━━ SOURCE DATA

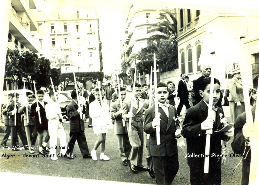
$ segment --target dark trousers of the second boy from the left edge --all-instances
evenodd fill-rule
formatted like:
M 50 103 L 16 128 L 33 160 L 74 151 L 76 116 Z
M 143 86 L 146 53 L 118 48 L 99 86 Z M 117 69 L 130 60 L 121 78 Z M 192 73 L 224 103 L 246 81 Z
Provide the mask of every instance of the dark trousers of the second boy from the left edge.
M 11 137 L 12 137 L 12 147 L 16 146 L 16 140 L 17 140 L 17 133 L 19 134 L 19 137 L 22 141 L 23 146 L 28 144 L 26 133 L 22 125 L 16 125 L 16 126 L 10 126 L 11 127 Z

━━━━
━━ SOURCE DATA

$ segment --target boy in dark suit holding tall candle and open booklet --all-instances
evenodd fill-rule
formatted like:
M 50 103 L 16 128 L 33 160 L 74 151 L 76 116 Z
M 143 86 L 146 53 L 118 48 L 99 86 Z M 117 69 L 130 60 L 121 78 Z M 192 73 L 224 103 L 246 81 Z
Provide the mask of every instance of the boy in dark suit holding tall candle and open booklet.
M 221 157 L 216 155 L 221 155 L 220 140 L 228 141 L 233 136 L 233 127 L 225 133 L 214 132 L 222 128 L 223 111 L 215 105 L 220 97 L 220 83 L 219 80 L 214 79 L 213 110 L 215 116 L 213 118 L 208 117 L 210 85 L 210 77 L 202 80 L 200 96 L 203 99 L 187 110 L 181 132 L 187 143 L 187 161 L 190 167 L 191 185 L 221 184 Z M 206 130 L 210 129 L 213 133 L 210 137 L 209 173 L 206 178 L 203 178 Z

━━━━

_WHAT YOU ARE ASKED TO DO_
Copy out every line from the material above in which the word "segment" appears.

_TASK ANSWER_
$ segment --target dark trousers of the second boy from the left edge --all-instances
$ segment --target boy in dark suit holding tall candle and open booklet --all-instances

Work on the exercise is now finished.